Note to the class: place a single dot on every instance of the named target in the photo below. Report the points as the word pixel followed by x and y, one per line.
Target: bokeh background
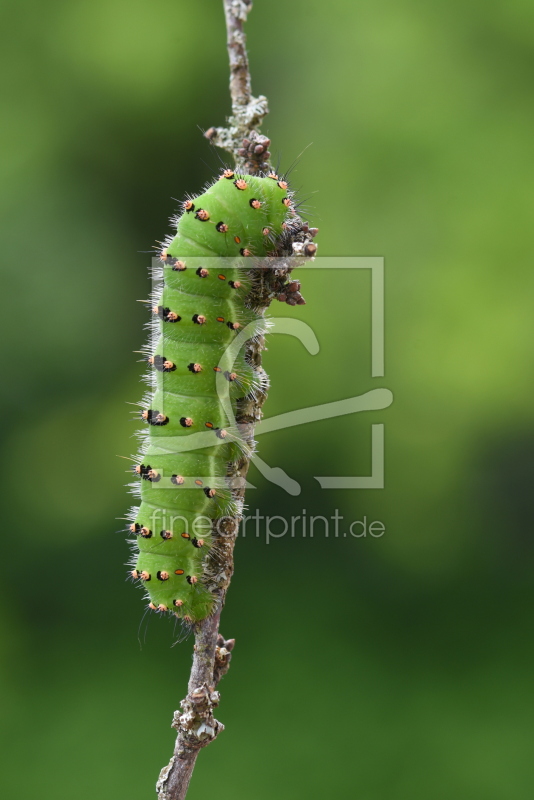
pixel 371 668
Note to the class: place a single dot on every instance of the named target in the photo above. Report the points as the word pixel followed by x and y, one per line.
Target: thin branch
pixel 248 147
pixel 195 723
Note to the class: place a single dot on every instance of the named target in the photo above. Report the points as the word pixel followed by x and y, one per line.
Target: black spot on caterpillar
pixel 199 314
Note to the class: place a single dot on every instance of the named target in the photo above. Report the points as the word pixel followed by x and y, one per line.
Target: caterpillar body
pixel 198 372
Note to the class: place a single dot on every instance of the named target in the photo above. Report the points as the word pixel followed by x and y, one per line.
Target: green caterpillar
pixel 199 372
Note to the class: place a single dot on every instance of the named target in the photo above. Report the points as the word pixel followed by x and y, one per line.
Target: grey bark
pixel 195 722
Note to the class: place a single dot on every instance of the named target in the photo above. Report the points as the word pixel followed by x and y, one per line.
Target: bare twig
pixel 195 723
pixel 249 148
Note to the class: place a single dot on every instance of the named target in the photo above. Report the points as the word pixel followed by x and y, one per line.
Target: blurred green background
pixel 377 669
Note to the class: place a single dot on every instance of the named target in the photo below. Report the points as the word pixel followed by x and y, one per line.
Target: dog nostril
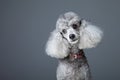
pixel 71 36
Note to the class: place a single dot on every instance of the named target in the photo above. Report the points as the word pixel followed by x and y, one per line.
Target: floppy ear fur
pixel 57 46
pixel 90 35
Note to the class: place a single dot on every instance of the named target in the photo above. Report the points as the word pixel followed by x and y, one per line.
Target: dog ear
pixel 56 46
pixel 90 35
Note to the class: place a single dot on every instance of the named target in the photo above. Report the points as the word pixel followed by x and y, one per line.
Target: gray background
pixel 25 26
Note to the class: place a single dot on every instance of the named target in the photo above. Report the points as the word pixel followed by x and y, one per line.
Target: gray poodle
pixel 66 43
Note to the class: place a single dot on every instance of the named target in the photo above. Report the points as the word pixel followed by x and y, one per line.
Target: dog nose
pixel 71 36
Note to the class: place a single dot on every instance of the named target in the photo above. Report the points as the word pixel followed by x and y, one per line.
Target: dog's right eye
pixel 64 31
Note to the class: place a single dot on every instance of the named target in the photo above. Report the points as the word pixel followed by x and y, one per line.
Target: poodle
pixel 66 43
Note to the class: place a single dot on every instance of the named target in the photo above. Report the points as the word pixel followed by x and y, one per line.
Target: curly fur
pixel 58 45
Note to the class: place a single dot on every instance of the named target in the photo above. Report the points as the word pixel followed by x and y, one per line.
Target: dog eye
pixel 75 26
pixel 64 31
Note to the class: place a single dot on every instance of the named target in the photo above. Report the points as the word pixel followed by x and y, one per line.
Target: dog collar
pixel 78 55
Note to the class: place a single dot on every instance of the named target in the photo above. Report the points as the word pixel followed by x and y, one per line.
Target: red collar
pixel 78 55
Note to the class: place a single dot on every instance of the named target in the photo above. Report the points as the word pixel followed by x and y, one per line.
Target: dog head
pixel 78 31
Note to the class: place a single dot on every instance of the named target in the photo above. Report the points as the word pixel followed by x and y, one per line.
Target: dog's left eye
pixel 64 31
pixel 75 26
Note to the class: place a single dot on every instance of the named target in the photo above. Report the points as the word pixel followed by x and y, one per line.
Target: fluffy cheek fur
pixel 90 36
pixel 56 46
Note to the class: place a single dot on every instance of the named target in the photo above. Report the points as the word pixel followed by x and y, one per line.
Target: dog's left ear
pixel 90 35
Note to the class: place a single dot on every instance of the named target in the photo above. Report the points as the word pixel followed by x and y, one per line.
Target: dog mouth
pixel 74 40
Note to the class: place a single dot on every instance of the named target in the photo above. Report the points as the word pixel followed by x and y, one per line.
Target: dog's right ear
pixel 56 46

──────

WHAT THE TASK ASKS
Return each line of the material above that contains the string "collar", treating uppercase and lowercase as different.

ANSWER TO THIS EXERCISE
Target: dog collar
Target: red collar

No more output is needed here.